■ EXCERPT PROVIDED ■
For the defendant Lonzell Stone
Investigator Thomas Quinn, Chicago Police Department
He was assigned to investigate the murder at the Kar-Life Battery Shop on February 20, 1976. During the course of his investigation, he interviewed Terrence Watson. Watson told him that he ran to the window of the battery shop after he heard the gun shots. Based on his interviews with people at the scene, he filed a police report containing descriptions of the two offenders. The driver was described as wearing a green leather coat with white fur trim on the collar, cuffs and bottom. According to the report, Terrence Watson saw the man with the green coat standing over the body of David Thomas. The man’s lip was cut.
*616Defendant Stone and the People agreed by stipulation to the following facts. On February 22, 1976, Clifford Lawrence told Rosalind Patterson that he was a friend of the man who was killed at the battery shop, and that it was a shame he was killed. Terrence Watson testified before the grand jury that he went to the window of the battery shop after he heard the gun shots.
On appeal Stone contends that: (1) he was denied his statutory right to a speedy trial; (2) the evidence was insufficient to sustain the convictions for armed robbery; (3) he was not proved guilty beyond a reasonable doubt; (4) the judgment against him must be modified to conform to the jury’s verdicts against defendant McTush; and (5) his sentence was excessive.
With the goal of clarity in mind, we will first discuss the contentions raised by McTush and then turn to the contentions raised by Stone.
Defendant McTush first contends that the suppression hearing was conducted improperly and as a result, he was identified in court by Terrence Watson. More specifically, he maintains the trial court improperly placed the burden of proving an independent origin for Terrence Watson’s identification on him rather than the State. Additionally, he contends no evidence was elicited as to Watson’s opportunity to observe the crime and his previous variant descriptions of the criminals to the police.
The State’s response initially is that defendant has waived this error by failure to allege it with specificity in his motion for a new trial. The general rule is that failure to allege errors specifically in the motion for a new trial constitutes a waiver of those issues. (People v. Donnenfeld (1978), 62 Ill. App. 3d 991, 379 N.E.2d 710.) The purpose of this rule is to provide the trial court an opportunity to correct alleged errors and to give the reviewing court the benefit of the trial court’s judgment. (People v. Irwin (1965), 32 Ill. 2d 441, 207 N.E.2d 76.) Where the issues have in fact been brought to the attention of the trial court, ruled on by the trial court, and involved the potential of substantial prejudice to the defendant; the rule of waiver may be relaxed, in the discretion of the reviewing court, to decide the issue on its merits. People v. Gray (1977), 47 Ill. App. 3d 1026, 365 N.E.2d 501.

■ TASK ■
Reproduce the court opinion excerpt word for word, starting at "With the goal" and ending at "to the police.". The entries play no part in this.

(Stored dataset items)
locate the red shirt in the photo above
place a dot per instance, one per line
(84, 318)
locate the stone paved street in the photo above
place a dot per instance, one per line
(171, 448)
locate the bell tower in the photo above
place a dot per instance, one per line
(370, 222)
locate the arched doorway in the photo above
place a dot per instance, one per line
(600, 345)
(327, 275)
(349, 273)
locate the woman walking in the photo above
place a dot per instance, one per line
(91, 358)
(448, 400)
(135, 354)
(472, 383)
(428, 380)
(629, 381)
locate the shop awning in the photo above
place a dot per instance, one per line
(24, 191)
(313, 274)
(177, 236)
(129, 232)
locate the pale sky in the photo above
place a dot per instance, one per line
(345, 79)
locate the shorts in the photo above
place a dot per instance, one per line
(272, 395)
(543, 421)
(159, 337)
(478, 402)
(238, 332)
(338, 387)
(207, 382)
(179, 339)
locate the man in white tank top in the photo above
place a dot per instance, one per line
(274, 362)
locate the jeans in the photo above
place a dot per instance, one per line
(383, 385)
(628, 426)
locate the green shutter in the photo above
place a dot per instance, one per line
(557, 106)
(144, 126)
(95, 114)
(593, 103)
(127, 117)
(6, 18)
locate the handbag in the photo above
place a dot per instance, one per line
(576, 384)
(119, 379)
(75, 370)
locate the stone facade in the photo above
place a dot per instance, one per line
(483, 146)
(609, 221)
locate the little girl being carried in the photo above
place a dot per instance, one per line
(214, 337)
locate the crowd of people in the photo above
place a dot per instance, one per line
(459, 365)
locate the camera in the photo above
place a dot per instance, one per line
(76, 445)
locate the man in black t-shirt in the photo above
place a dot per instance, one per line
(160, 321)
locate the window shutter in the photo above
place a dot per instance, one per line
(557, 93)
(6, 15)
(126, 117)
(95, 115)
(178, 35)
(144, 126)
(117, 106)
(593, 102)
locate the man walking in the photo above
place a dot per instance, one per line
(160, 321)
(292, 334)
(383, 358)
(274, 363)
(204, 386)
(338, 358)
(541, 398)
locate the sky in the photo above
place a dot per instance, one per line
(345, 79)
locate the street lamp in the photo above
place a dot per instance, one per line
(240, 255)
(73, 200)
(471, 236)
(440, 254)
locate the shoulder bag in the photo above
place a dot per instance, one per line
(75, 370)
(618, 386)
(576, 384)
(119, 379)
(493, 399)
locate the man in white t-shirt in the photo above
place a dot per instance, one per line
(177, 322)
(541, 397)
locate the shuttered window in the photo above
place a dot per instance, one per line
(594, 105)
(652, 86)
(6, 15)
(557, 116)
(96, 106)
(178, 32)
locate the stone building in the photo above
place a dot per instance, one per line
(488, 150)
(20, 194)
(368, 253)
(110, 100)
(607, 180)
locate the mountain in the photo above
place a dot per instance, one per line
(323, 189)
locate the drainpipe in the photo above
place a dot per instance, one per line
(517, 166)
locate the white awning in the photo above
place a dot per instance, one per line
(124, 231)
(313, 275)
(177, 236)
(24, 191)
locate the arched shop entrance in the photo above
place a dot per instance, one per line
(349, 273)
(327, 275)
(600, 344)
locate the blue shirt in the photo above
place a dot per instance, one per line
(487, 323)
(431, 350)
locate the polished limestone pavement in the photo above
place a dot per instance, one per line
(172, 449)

--

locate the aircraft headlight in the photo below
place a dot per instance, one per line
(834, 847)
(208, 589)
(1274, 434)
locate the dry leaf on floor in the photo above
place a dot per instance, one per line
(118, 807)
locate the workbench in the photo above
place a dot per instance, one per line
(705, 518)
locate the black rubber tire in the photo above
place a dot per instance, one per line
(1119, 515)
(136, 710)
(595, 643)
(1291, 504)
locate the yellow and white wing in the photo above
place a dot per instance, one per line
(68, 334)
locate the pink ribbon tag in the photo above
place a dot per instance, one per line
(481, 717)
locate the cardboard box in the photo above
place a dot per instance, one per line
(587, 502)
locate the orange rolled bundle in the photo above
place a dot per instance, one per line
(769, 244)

■ TASK RESULT ■
With the goal of clarity in mind, we will first discuss the contentions raised by McTush and then turn to the contentions raised by Stone.
Defendant McTush first contends that the suppression hearing was conducted improperly and as a result, he was identified in court by Terrence Watson. More specifically, he maintains the trial court improperly placed the burden of proving an independent origin for Terrence Watson’s identification on him rather than the State. Additionally, he contends no evidence was elicited as to Watson’s opportunity to observe the crime and his previous variant descriptions of the criminals to the police.